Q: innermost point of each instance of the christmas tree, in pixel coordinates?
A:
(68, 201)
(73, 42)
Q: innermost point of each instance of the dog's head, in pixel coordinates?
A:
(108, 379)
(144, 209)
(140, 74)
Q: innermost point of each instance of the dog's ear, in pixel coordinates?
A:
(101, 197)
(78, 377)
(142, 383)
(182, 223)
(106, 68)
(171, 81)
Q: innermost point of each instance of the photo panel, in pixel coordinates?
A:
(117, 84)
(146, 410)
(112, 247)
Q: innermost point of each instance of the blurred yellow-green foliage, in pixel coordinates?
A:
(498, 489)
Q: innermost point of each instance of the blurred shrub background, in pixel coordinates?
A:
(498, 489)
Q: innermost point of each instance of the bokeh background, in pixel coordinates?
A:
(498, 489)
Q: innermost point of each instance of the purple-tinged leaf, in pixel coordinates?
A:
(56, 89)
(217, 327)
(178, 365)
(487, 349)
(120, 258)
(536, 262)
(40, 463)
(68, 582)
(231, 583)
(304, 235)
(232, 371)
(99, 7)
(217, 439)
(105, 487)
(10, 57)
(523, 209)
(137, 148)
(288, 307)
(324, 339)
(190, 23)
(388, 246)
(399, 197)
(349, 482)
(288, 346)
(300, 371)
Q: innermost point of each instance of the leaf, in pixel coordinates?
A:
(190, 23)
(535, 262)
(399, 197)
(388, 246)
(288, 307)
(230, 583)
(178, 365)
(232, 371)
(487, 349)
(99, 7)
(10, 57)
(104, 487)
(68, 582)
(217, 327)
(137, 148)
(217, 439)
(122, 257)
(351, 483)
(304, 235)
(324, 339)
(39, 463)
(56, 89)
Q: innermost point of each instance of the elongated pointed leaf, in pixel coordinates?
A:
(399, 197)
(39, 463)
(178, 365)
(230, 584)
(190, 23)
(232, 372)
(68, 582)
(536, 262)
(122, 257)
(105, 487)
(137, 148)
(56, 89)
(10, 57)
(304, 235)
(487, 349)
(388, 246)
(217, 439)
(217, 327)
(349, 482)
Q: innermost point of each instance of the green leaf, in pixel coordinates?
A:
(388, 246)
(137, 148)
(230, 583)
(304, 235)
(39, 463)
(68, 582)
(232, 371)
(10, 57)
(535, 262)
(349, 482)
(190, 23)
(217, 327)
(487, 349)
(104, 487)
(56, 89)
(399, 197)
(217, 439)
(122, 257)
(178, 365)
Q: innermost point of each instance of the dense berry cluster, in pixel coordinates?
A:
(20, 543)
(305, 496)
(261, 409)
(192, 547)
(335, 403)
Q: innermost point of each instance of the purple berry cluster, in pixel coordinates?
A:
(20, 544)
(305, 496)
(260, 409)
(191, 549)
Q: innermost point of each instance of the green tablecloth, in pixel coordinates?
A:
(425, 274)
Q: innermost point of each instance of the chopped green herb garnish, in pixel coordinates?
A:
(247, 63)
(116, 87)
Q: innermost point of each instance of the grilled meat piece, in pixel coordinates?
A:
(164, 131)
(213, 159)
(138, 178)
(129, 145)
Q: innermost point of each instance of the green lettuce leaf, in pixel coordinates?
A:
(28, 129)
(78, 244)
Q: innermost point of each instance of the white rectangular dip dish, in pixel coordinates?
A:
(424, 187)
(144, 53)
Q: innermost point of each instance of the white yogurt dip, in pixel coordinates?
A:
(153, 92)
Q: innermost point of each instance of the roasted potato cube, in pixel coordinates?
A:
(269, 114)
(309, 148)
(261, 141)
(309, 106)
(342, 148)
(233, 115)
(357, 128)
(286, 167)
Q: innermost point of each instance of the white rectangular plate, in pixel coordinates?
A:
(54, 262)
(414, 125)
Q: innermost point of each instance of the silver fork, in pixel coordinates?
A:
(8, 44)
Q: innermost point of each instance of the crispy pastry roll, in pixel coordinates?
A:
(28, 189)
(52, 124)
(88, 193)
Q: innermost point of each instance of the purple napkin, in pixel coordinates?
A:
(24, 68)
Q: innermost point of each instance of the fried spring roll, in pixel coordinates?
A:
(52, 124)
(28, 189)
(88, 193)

The task:
Please convert all the items above into a numbered list, leaving out any blank lines.

In response:
1. Q: innermost point of each instance of the christmas tree, in pixel coordinates?
2. A:
3. (68, 201)
4. (73, 42)
5. Q: innermost point of each instance of the dog's head, in pixel coordinates?
6. A:
7. (108, 379)
8. (144, 209)
9. (140, 74)
10. Q: innermost point of each instance of the dog's ear, in pixel coordinates?
11. A:
12. (101, 197)
13. (78, 377)
14. (142, 383)
15. (182, 223)
16. (106, 68)
17. (171, 81)
18. Q: innermost point of each instance of the photo panel, in pixel coordinates?
19. A:
20. (117, 84)
21. (146, 410)
22. (112, 247)
23. Q: innermost point of each instance of the blurred yellow-green foliage, in pixel coordinates?
24. A:
25. (498, 489)
26. Q: innermost point of each instance of the blurred shrub background, in pixel coordinates?
27. A:
28. (498, 489)
29. Q: innermost point of each instance of the bokeh background, in pixel coordinates?
30. A:
31. (498, 489)
32. Q: innermost point of each instance of the purple-tinged leaf, in pixel coordinates?
33. A:
34. (56, 89)
35. (217, 327)
36. (178, 365)
37. (487, 349)
38. (120, 258)
39. (536, 262)
40. (40, 463)
41. (68, 582)
42. (231, 583)
43. (304, 235)
44. (232, 371)
45. (99, 7)
46. (217, 439)
47. (105, 487)
48. (10, 57)
49. (523, 209)
50. (137, 148)
51. (288, 307)
52. (324, 339)
53. (190, 23)
54. (388, 246)
55. (399, 197)
56. (349, 482)
57. (288, 346)
58. (300, 371)
59. Q: innermost point of each instance of the leaf, in pixel coordinates?
60. A:
61. (190, 23)
62. (535, 262)
63. (399, 197)
64. (388, 246)
65. (288, 307)
66. (230, 583)
67. (178, 365)
68. (232, 371)
69. (487, 349)
70. (99, 7)
71. (10, 57)
72. (104, 487)
73. (68, 582)
74. (217, 327)
75. (137, 148)
76. (217, 439)
77. (122, 257)
78. (351, 483)
79. (304, 235)
80. (324, 339)
81. (39, 463)
82. (56, 89)
83. Q: innermost point of each instance of the elongated pointed leaf, in pixel coordinates?
84. A:
85. (399, 197)
86. (39, 463)
87. (178, 365)
88. (230, 584)
89. (190, 23)
90. (232, 372)
91. (68, 582)
92. (536, 262)
93. (122, 257)
94. (105, 487)
95. (137, 148)
96. (56, 89)
97. (10, 57)
98. (304, 235)
99. (487, 349)
100. (388, 246)
101. (217, 439)
102. (217, 327)
103. (349, 482)
104. Q: innermost point of each instance of the green leaf, in pixel coordinates?
105. A:
106. (388, 246)
107. (137, 148)
108. (230, 583)
109. (304, 235)
110. (39, 463)
111. (68, 582)
112. (232, 371)
113. (10, 57)
114. (535, 262)
115. (349, 482)
116. (190, 23)
117. (217, 327)
118. (487, 349)
119. (104, 487)
120. (56, 89)
121. (399, 197)
122. (217, 439)
123. (122, 257)
124. (178, 365)
125. Q: innermost point of each instance of the dense berry cluster, in pixel coordinates?
126. A:
127. (20, 543)
128. (305, 496)
129. (261, 409)
130. (192, 547)
131. (335, 403)
132. Q: innermost point of each instance of the purple berry cluster, in pixel coordinates?
133. A:
134. (20, 544)
135. (305, 496)
136. (260, 409)
137. (191, 549)
138. Q: innermost point of each instance of the green tablecloth, in pixel coordinates?
139. A:
140. (425, 274)
141. Q: innermost point of each instance of the chopped green herb garnish, in pixel coordinates?
142. A:
143. (247, 63)
144. (116, 87)
145. Q: innermost point of each instance of the grilled meat piece, in pixel coordinates?
146. A:
147. (164, 131)
148. (213, 159)
149. (138, 178)
150. (129, 145)
151. Q: innermost point of each instance of the green lettuce leaf, in pixel coordinates?
152. A:
153. (28, 129)
154. (78, 244)
155. Q: innermost point of each instance of the white rectangular dip dish, in pixel coordinates?
156. A:
157. (424, 187)
158. (144, 53)
159. Q: innermost point of each instance of the white yogurt dip, in pixel coordinates?
160. A:
161. (153, 92)
162. Q: innermost point of each instance of the roasted potato cube, in pixel coordinates?
163. A:
164. (269, 114)
165. (309, 148)
166. (261, 141)
167. (309, 106)
168. (342, 148)
169. (233, 115)
170. (357, 128)
171. (286, 167)
172. Q: innermost point of each instance of the white rectangular plate, in pixel coordinates?
173. A:
174. (54, 262)
175. (414, 125)
176. Q: innermost point of each instance of the silver fork, in pixel coordinates?
177. A:
178. (8, 44)
179. Q: innermost point of each instance of the crispy pastry roll, in pixel coordinates?
180. A:
181. (28, 189)
182. (52, 124)
183. (88, 193)
184. Q: innermost point of each instance of the purple napkin, in pixel coordinates?
185. A:
186. (24, 68)
187. Q: innermost point of each instance of the fried spring roll, in pixel coordinates?
188. A:
189. (52, 124)
190. (28, 189)
191. (88, 193)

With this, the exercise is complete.